## What is being asked
Please render the items below as a Markdown table with the columns "Row" and "Line," giving each line its own numbered row and leaving out blank lines.

#####

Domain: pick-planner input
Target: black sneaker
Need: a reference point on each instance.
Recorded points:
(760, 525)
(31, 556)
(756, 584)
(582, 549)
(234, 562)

#####

## Result
| Row | Line |
|---|---|
| 1 | Domain: pick-planner input |
| 2 | Target: black sneaker |
| 3 | Need: a reference point on each instance. |
| 4 | Recorded points: |
| 5 | (760, 525) |
| 6 | (31, 556) |
| 7 | (756, 584) |
| 8 | (582, 549) |
| 9 | (234, 562) |